PASSAGE SHOWN:
Navigating through this period can be nervy when you are being fed contradicting viewpoints and one of the most classic errors is to speed up stock moves when the growth rate increases. Fast growth – fast moves mantra only results in lighter, more selective, grazing through the prime growth period allowing the less desirable plants to rob the water and nutrients from the soil to the total disadvantage of all the desirable plants. Under-utilization of the pasture results in poorer quality feed being produced throughout the sward and a shorter green season.
Why is it a classic error to speed up stock moves when the growth rate increases? This principle is one of the major differences between the Grazing Naturally method and Holistic Planned Grazing (HPG).
HPG suggests faster moves when growth rates occur. Faster moves always result in lower grazing demand. A lower grazing demand means that selectivity is increased and the less desirable plants rush on while the more desirable plants are reset / retarded into slower growth. Some important things then occur.
1. The ungrazed plants become reproductive, stop conditioning soils through root exudates and increase water and nutrient use by more than fourfold, thus thieving the resources from the more desirable plants. Usually water and or nutrients are the most limiting resources for productivity in grazing ecosystems.
2. In tall grasslands, the ungrazed plants shade out the desirable plants by over shadowing them.
3. In wet areas and in humid tropics, the more desirable plants are smothered by humidity and are often attacked by viruses and rusts as well as the decomposing saprotrophs as noted below.
4. Excess leftover plant material from less desirable plants then ends up at soil surface creating seedling impairing mulch and a major feed source for the decomposer organisms to feed on creating ideal conditions for the germination of woody weeds, shrubs and trees.
5. In Mediterranean climates point 4 applies during the over wet winter months when evaporation is limited. Points one and two majorly affect and overpower the more desirable plants during the mad dash of growth during the short spring periods in climates where the season shuts off really quickly like nearly all the winter rainfall areas of Australia and Southern Africa.

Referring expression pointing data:
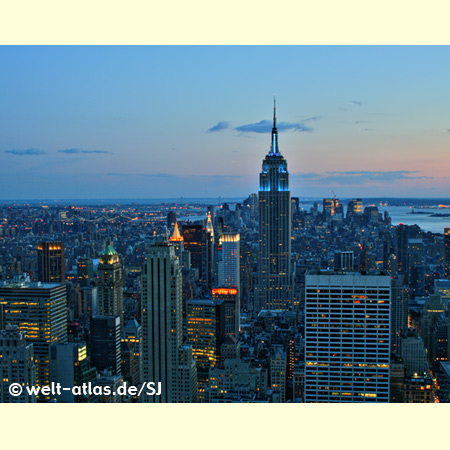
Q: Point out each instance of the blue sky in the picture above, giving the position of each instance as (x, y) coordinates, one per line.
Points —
(154, 122)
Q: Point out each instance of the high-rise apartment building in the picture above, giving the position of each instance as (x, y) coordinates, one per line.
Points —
(206, 333)
(274, 287)
(51, 262)
(447, 252)
(39, 310)
(230, 264)
(132, 341)
(347, 338)
(399, 313)
(85, 271)
(105, 344)
(110, 284)
(16, 365)
(354, 208)
(230, 298)
(199, 241)
(162, 327)
(70, 367)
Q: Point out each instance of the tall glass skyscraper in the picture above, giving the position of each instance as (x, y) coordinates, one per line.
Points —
(274, 287)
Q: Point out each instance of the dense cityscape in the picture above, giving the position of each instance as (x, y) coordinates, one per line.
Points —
(266, 299)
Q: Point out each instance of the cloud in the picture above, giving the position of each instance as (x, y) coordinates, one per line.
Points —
(158, 175)
(309, 119)
(265, 126)
(77, 151)
(360, 177)
(27, 152)
(355, 103)
(168, 175)
(219, 127)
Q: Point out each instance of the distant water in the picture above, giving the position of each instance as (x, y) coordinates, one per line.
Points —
(402, 214)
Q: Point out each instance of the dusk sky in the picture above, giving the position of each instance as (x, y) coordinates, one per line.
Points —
(165, 122)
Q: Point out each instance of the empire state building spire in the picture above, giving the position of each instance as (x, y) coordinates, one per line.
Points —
(274, 146)
(274, 289)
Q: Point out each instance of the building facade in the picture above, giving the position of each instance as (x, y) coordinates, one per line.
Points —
(274, 287)
(347, 338)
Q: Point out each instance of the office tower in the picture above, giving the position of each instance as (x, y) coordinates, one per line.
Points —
(85, 271)
(347, 335)
(251, 202)
(69, 366)
(230, 262)
(230, 349)
(328, 207)
(110, 283)
(171, 219)
(108, 382)
(39, 310)
(274, 289)
(16, 365)
(198, 241)
(295, 205)
(278, 367)
(447, 253)
(162, 328)
(442, 288)
(230, 298)
(397, 380)
(416, 267)
(51, 262)
(206, 333)
(238, 381)
(178, 243)
(187, 388)
(402, 251)
(132, 342)
(399, 313)
(354, 208)
(419, 389)
(414, 354)
(344, 261)
(105, 343)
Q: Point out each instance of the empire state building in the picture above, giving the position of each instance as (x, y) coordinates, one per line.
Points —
(274, 286)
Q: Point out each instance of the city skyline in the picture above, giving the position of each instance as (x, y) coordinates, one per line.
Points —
(165, 122)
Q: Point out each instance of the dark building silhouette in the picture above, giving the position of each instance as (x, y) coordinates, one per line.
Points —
(105, 343)
(274, 290)
(51, 262)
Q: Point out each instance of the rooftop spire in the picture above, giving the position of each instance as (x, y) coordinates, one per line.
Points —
(274, 113)
(274, 146)
(176, 235)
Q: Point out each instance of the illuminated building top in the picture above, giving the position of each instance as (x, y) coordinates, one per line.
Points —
(176, 235)
(109, 256)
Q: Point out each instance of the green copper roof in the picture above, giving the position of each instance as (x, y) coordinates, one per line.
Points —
(109, 251)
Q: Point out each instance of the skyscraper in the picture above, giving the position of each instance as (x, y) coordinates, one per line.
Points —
(447, 252)
(110, 294)
(399, 313)
(199, 241)
(230, 264)
(16, 365)
(162, 327)
(274, 290)
(347, 336)
(40, 310)
(206, 333)
(85, 271)
(51, 262)
(105, 344)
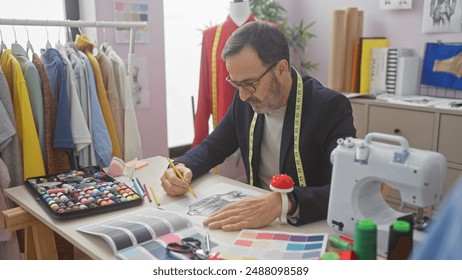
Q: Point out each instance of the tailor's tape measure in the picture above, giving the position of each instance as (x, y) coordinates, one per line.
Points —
(214, 76)
(297, 125)
(214, 80)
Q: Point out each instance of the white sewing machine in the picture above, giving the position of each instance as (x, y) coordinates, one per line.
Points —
(359, 168)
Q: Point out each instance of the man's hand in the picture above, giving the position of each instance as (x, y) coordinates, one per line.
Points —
(173, 185)
(254, 212)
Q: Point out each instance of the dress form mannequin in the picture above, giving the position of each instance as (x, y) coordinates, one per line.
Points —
(239, 11)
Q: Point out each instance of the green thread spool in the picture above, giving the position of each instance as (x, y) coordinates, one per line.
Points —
(365, 240)
(399, 240)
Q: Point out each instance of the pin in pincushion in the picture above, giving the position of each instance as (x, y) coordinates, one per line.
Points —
(282, 183)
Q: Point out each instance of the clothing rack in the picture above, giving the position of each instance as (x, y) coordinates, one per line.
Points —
(78, 23)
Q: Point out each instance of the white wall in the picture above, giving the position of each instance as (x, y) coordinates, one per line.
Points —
(401, 27)
(152, 120)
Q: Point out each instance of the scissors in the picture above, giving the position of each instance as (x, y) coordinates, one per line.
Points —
(190, 247)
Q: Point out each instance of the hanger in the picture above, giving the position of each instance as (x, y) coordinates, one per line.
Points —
(2, 44)
(59, 35)
(29, 45)
(14, 31)
(104, 45)
(48, 45)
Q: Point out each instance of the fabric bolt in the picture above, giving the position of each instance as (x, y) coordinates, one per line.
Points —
(32, 159)
(225, 91)
(84, 44)
(327, 116)
(80, 132)
(57, 159)
(132, 138)
(10, 153)
(58, 83)
(86, 155)
(107, 73)
(99, 130)
(9, 248)
(34, 89)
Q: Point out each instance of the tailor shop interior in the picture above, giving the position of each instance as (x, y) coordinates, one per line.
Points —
(101, 102)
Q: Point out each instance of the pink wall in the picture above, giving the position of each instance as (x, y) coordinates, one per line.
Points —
(401, 27)
(152, 122)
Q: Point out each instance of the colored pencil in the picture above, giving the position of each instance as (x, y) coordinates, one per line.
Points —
(178, 173)
(154, 196)
(147, 193)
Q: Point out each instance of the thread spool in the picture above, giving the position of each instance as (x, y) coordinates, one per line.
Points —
(399, 240)
(365, 240)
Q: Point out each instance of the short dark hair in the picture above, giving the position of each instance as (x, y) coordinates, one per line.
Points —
(264, 38)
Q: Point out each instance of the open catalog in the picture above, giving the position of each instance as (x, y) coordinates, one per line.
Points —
(145, 234)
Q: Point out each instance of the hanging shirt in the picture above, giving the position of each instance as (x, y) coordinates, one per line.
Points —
(11, 152)
(32, 159)
(225, 91)
(80, 132)
(57, 159)
(7, 130)
(58, 82)
(99, 131)
(86, 155)
(84, 44)
(107, 73)
(34, 89)
(132, 138)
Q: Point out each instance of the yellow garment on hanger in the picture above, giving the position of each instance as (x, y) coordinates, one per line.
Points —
(84, 44)
(25, 125)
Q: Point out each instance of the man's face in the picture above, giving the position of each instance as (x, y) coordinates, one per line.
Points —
(258, 84)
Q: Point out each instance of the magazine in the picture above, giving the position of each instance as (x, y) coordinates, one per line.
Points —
(145, 234)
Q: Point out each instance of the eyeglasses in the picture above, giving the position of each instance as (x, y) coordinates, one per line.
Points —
(250, 86)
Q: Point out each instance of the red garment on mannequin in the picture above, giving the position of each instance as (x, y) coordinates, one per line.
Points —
(225, 91)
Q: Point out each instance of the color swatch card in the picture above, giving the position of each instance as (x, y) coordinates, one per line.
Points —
(274, 245)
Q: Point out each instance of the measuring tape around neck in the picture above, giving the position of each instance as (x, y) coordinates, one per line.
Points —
(216, 39)
(214, 76)
(297, 125)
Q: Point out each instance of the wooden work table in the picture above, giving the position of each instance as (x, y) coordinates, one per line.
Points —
(39, 224)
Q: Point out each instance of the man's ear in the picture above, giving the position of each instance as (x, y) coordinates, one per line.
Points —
(282, 67)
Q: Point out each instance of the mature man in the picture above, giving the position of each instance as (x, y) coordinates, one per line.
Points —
(281, 122)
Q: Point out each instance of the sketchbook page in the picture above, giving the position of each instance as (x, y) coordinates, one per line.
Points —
(275, 245)
(138, 227)
(415, 100)
(156, 249)
(216, 197)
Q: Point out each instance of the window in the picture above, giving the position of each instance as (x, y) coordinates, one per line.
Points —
(183, 21)
(29, 9)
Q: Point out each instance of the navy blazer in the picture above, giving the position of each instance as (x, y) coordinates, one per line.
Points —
(326, 117)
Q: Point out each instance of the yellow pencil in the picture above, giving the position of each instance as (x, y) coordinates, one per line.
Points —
(178, 173)
(154, 196)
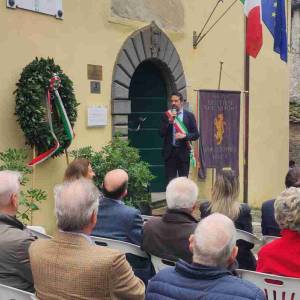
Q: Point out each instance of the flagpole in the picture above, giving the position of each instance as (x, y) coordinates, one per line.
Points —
(246, 116)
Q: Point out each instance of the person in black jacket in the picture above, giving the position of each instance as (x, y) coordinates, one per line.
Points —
(225, 201)
(176, 145)
(208, 277)
(268, 224)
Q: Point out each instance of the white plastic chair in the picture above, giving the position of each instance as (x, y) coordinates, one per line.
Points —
(160, 263)
(40, 229)
(10, 293)
(269, 238)
(274, 287)
(247, 236)
(124, 247)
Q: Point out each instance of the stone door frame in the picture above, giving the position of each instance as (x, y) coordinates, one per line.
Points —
(147, 43)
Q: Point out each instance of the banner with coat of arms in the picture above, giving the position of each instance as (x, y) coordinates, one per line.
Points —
(219, 129)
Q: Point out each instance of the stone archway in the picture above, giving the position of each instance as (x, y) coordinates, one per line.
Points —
(148, 43)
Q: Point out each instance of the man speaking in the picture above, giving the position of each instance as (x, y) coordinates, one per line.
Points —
(178, 129)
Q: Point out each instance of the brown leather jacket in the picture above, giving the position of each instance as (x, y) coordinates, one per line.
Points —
(15, 240)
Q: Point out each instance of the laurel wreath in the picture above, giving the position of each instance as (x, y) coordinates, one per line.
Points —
(31, 109)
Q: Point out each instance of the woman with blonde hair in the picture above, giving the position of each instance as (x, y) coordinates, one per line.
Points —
(78, 168)
(224, 200)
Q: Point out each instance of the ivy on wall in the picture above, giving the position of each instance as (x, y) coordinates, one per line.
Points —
(31, 105)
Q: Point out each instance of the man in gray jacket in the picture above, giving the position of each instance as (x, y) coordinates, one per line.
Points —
(15, 268)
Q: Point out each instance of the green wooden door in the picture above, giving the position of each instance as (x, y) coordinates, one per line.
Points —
(148, 95)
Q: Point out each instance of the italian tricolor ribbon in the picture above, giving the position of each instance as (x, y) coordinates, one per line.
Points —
(57, 102)
(181, 128)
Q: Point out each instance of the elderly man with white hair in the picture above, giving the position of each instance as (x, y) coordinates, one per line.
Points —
(15, 240)
(213, 246)
(168, 237)
(71, 266)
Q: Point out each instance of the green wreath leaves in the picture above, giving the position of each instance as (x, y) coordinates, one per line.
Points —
(31, 108)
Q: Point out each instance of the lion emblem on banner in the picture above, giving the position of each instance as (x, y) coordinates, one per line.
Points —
(220, 124)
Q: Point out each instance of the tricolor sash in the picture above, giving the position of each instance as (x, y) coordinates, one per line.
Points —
(53, 88)
(181, 128)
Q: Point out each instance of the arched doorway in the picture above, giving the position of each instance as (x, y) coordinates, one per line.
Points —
(147, 70)
(148, 93)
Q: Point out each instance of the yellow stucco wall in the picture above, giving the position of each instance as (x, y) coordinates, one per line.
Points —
(89, 35)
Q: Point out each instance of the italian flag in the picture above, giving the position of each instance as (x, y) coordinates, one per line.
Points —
(254, 40)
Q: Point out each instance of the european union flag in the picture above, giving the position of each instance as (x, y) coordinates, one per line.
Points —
(273, 13)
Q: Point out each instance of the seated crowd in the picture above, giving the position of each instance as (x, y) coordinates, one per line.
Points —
(71, 266)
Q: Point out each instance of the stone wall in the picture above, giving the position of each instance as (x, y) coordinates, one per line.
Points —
(295, 54)
(295, 142)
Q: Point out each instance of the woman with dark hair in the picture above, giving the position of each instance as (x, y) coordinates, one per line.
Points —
(269, 225)
(281, 256)
(224, 200)
(78, 168)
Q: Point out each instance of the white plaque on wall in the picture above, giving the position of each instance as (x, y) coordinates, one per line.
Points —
(97, 116)
(49, 7)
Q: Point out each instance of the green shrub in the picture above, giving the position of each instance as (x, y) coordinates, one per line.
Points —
(119, 155)
(30, 198)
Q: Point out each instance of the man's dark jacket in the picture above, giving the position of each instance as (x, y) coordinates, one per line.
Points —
(168, 236)
(194, 281)
(118, 221)
(166, 132)
(269, 225)
(15, 267)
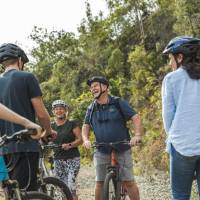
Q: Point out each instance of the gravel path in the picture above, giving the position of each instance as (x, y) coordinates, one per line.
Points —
(151, 188)
(154, 187)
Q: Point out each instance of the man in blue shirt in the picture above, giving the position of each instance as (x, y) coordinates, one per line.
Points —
(181, 114)
(8, 115)
(107, 117)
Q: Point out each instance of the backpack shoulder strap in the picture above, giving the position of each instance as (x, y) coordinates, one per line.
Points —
(91, 108)
(118, 106)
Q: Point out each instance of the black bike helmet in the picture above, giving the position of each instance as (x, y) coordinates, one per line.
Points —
(9, 51)
(99, 79)
(59, 102)
(182, 44)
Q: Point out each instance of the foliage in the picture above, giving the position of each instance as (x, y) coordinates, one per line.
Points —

CHECK YOUR UNDERSTANDING:
#1 List the things that the text on grazing says attack the more desirable plants in wet areas and the humid tropics.
#2 Proceed with the text on grazing, starting right after its last sentence.

TASK-BY-TASK RESULTS:
#1 Viruses, rusts, and decomposing saprotrophs.

#2
6. Spikey and difficult seed heads, often the reason for lower desirability in plants, then hinder the animals’ ability to select the more desirable plants going ahead causing major animal performance issues.
The final outcomes of speeding up are:
- Depressed animal performance
- Increased shrub, woody weed and tree invasion of grasslands
- Die back of root systems, soil acidification and the destruction of soil structure.
- Buildup of too heavy a litter layer and therefore mulching
- An increase in less desirable species over more desirable species
- Decreased effective root exudates driving the development of the humus compounds and soil structure.
The Grazing Naturally method is not based on the Rational grazing methodology which lead to the development of cell grazing and HPG. The Grazing Naturally Method, The Venter-Drewes Method, and standard adaptive grazing used by many intuitive graziers and was and still is the go to basis for herders and shepherds across the world. Natural Grazing revolves around animals keeping certain areas in optimal grazing condition, while other areas are naturally spelled into the dormant periods or subsequent slow growth periods.
So when growth speeds up, rather than speeding the moves up, the stock will simply return to the ‘priority’ area (paddock) sooner allowing the whole of the other areas to get away in a level playing ground situation. When growth slows down, the grazing simply extends further into the available feeding areas (paddocks). This keeps some whole areas (paddocks) in prime growing and nutrition conditions and reduces water and nutrient use with more time for growth and soil conditioning through root exudates.